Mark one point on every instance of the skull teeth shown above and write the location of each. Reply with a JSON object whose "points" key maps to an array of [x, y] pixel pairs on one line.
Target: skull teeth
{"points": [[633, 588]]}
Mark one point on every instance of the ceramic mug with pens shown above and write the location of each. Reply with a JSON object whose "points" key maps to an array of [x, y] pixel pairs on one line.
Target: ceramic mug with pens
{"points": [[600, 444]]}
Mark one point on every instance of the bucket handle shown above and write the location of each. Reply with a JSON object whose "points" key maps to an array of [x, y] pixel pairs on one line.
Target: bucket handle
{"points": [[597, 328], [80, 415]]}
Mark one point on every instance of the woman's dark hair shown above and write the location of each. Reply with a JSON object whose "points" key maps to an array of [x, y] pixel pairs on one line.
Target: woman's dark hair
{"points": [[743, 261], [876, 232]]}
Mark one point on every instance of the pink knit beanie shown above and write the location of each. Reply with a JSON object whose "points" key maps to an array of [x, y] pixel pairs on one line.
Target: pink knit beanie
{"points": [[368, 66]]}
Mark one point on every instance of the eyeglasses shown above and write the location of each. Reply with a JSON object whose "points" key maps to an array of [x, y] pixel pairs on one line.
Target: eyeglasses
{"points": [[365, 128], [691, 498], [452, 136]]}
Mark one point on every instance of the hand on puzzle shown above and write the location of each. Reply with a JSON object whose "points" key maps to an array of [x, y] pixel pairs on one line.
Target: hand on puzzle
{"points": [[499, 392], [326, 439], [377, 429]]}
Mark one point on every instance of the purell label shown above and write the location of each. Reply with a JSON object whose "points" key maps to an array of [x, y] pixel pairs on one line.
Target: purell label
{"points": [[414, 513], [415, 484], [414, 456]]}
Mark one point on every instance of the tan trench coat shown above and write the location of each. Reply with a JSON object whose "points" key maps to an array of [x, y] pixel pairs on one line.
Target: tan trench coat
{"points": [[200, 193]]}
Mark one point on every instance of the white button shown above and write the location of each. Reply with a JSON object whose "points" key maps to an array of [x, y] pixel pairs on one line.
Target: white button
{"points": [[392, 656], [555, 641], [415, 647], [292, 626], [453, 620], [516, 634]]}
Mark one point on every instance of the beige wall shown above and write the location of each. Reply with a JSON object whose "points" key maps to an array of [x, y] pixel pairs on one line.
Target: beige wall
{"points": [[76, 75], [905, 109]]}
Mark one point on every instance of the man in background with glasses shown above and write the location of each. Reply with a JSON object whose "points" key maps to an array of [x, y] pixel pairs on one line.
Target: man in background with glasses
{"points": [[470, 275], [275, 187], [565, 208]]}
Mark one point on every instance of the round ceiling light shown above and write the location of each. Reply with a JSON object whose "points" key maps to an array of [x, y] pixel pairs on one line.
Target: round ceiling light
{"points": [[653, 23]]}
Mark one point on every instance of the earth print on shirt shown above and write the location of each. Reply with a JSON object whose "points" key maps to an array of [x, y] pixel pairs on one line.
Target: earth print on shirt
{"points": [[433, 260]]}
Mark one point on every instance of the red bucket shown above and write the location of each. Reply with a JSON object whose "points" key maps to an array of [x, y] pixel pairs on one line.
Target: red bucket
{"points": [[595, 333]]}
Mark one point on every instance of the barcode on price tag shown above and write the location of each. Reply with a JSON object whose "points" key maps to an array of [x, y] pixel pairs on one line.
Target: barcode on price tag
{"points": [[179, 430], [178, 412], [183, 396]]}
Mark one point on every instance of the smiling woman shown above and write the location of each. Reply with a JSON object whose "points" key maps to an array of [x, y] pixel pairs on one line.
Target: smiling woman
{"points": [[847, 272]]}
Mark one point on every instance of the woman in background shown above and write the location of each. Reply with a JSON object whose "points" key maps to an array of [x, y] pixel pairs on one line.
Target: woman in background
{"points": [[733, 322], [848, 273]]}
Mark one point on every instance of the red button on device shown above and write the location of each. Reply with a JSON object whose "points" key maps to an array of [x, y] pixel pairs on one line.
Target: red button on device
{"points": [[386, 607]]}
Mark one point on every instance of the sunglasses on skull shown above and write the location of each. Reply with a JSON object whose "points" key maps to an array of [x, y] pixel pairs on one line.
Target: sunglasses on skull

### Work to do
Print every record exactly as it was given.

### Task answer
Mark one point on every instance of the skull teeth shown above and write the location of each. Reply with a JSON object whose "points" key maps to an array of [x, y] pixel pairs on one line.
Target: skull teeth
{"points": [[633, 588]]}
Mark one point on every instance of the ceramic mug with pens shown above and write the location of each. Reply with a JSON object whose "points" key maps to an array of [x, y] pixel pairs on one line.
Target: ceramic mug with pens
{"points": [[600, 444]]}
Mark one point on every instance of the bucket handle shown above and write the location of each. Reply with a JSON object whose "points" key maps to an array of [x, y] pixel pairs on one line.
Target: bucket handle
{"points": [[597, 328], [80, 415]]}
Mark one point on every instance of the woman's dark hair shown above and write the location of each. Reply with a JSON object whose "points" key maps to an array of [x, y] pixel pairs on one line.
Target: woman's dark hair
{"points": [[743, 261], [876, 232]]}
Mark one point on every instance of the pink knit beanie shown above and write the location of each. Reply with a JSON object whose "points" key maps to an array of [x, y] pixel pairs on one line.
Target: pink knit beanie
{"points": [[368, 66]]}
Mark one point on every instance of the eyeglasses shown above and write the location of each. Reply with a JSON object whose "points" key maps to an array of [x, y] pixel pairs on one line.
Target: eyeglasses
{"points": [[365, 128], [691, 498], [452, 136]]}
Mark one point on every instance of the hand on puzzle shown above and write the location of each. Reply with a JSON object whose "points" key maps to an array of [x, y] pixel pairs on one line.
Target: hand on puzzle
{"points": [[499, 392], [326, 439], [377, 429]]}
Mark one point on every instance of the purell label shown above and write the location of each. Reply with a JSON object whose "points" key maps to an array of [x, y] pixel pairs on one line.
Target: purell label
{"points": [[414, 513], [415, 484], [414, 456]]}
Mark one point on every instance of the tan trench coat shown above and write the location of each. Reply with a JSON object whose "points" key maps to an array of [x, y] pixel pairs on one line.
Target: tan trench coat
{"points": [[200, 193]]}
Mark one point on every instance of the white button shown above and write the location of each. Reply with a JSON object whose "points" key maps to an array of [x, y] pixel pairs on one line.
Target: white button
{"points": [[392, 656], [555, 641], [415, 647], [292, 626], [453, 620], [516, 634]]}
Mark one point on every instance of the beige wall shown above and write the location of each. Reply with a JSON object whose "points" key maps to an array of [x, y] pixel pairs on one line.
Target: beige wall
{"points": [[76, 75], [905, 109]]}
Mark one point on every instance of the man in background with glasses shown above and write the location of each. Reply with a JSON object whose "points" key maps to an array of [x, y] pixel pairs on one line.
Target: man in background with glasses
{"points": [[470, 275], [275, 187], [565, 208]]}
Mark one point on every instance of the round ceiling light shown above and write the location of each. Reply with a JSON object whose "points" key maps to an array of [x, y] pixel pairs on one line.
Target: round ceiling light
{"points": [[653, 23]]}
Mark one point on every instance of the earth print on shirt shown above and write the location of each. Reply with a JSON object whose "points" key maps to an array of [x, y] pixel pairs on one line.
Target: earth print on shirt
{"points": [[433, 260]]}
Mark one point on every instance of the red bucket shown above and write the location of each. Reply with a JSON object whose "points" key maps to an array of [x, y] pixel pairs on one line.
Target: red bucket
{"points": [[595, 333]]}
Mark one point on every instance of the barcode on price tag shown above and write the location of each. Reply with a JSON object whose "points" key maps to an array of [x, y] pixel pairs on one line.
Target: barcode on price tag
{"points": [[179, 430], [178, 412], [183, 396]]}
Mark one point on every instance of the smiling woman shown above and write the location of each. Reply with a JSON object whose "points" key maps to an array of [x, y] pixel pairs on one line.
Target: smiling woman
{"points": [[847, 272]]}
Mark one point on every instance of the woman in background shown above and write the location of each. Reply with a JSON object whose "points" key maps to an array of [x, y] pixel pairs on one line.
Target: woman in background
{"points": [[733, 322], [848, 273]]}
Mark one point on every instance of the red button on device shown above and write the location of each. Reply with a JSON object whose "points" key maps to an array of [x, y] pixel pairs on one line.
Target: red button on device
{"points": [[386, 607]]}
Mark one point on every instance of the sunglasses on skull shown above and write the location of each. Reply with a JSON object whose "points" key maps to an array of [x, y] pixel pairs on one line.
Target: sunglasses on skull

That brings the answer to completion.